=== Section Start ===

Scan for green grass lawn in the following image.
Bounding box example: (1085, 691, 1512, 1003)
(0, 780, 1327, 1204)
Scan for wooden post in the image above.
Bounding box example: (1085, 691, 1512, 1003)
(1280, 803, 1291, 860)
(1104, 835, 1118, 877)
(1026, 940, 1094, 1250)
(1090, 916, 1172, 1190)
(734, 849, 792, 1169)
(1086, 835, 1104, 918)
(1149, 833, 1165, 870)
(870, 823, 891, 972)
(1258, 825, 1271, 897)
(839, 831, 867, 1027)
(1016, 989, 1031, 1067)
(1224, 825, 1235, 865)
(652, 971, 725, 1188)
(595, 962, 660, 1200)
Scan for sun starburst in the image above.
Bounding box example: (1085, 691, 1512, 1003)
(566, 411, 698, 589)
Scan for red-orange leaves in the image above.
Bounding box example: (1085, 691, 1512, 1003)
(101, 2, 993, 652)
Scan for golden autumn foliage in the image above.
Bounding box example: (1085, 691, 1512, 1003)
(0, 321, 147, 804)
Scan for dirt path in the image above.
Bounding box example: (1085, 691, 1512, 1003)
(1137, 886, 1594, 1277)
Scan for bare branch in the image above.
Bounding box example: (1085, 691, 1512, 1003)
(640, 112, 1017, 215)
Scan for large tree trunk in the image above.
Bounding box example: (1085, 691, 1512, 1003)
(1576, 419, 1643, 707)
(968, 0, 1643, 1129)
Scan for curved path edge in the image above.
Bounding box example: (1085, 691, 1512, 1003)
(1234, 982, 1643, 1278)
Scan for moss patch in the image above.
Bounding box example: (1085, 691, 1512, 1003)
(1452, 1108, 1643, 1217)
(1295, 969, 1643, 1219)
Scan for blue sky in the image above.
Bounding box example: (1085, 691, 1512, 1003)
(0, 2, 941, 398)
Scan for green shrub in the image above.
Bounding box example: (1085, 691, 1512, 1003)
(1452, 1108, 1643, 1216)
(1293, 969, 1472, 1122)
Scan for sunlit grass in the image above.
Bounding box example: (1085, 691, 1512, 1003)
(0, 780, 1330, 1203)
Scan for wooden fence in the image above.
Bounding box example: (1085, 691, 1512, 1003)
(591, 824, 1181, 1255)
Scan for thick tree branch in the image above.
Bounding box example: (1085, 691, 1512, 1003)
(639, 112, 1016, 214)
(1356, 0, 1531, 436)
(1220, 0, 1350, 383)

=== Section End ===

TASK OBJECTIVE: Return a faithful copy of all the records above.

RESULT FOR THIS TASK:
Scan for green grass lawn in the following image.
Bounding box example: (1085, 691, 1512, 1003)
(0, 780, 1327, 1204)
Scan for wooden post in the image above.
Bounding box example: (1085, 691, 1512, 1003)
(1280, 803, 1291, 860)
(1104, 835, 1118, 877)
(1026, 940, 1094, 1250)
(1090, 916, 1172, 1190)
(734, 849, 792, 1169)
(1086, 835, 1104, 918)
(1149, 833, 1165, 870)
(870, 823, 891, 972)
(1258, 825, 1271, 897)
(839, 831, 867, 1027)
(1016, 989, 1031, 1067)
(1224, 825, 1235, 865)
(652, 971, 725, 1188)
(595, 962, 660, 1200)
Scan for sun starburst in the image above.
Bounding box example: (1085, 691, 1512, 1003)
(566, 411, 698, 589)
Scan for red-orange leaves in the image above.
Bounding box example: (1085, 691, 1512, 1003)
(101, 2, 993, 652)
Scan for golden autumn foliage in the image above.
Bounding box example: (1085, 691, 1512, 1003)
(0, 321, 147, 804)
Scan for dirt path in the image above.
Bounding box example: (1085, 691, 1512, 1003)
(1137, 886, 1594, 1277)
Scan for bare branch in the image above.
Bounding box example: (1085, 691, 1512, 1003)
(640, 112, 1017, 215)
Scan for large tree trunk in the image above.
Bounding box example: (1085, 691, 1512, 1003)
(1576, 419, 1643, 707)
(968, 0, 1643, 1129)
Scan for curved path edge in the image above.
Bounding box example: (1085, 691, 1512, 1003)
(1234, 982, 1643, 1278)
Scan for moss patch in the image above.
Bounding box example: (1085, 691, 1512, 1003)
(1452, 1108, 1643, 1217)
(1295, 969, 1643, 1219)
Scan for blue sky in the image above.
Bounding box example: (1085, 691, 1512, 1003)
(0, 2, 941, 398)
Scan for green shrub in the image above.
Bounding box example: (1085, 691, 1512, 1003)
(1452, 1108, 1643, 1216)
(1293, 969, 1472, 1122)
Scan for sunlit grass in the image above.
Bounding box example: (1085, 691, 1512, 1003)
(0, 780, 1330, 1203)
Scan for wooden fence in the image above.
Bounding box example: (1085, 691, 1512, 1003)
(591, 824, 1181, 1255)
Scan for thick tree branch in the image above.
Bounding box example: (1085, 691, 1512, 1003)
(639, 112, 1016, 214)
(1356, 0, 1531, 436)
(1220, 0, 1350, 383)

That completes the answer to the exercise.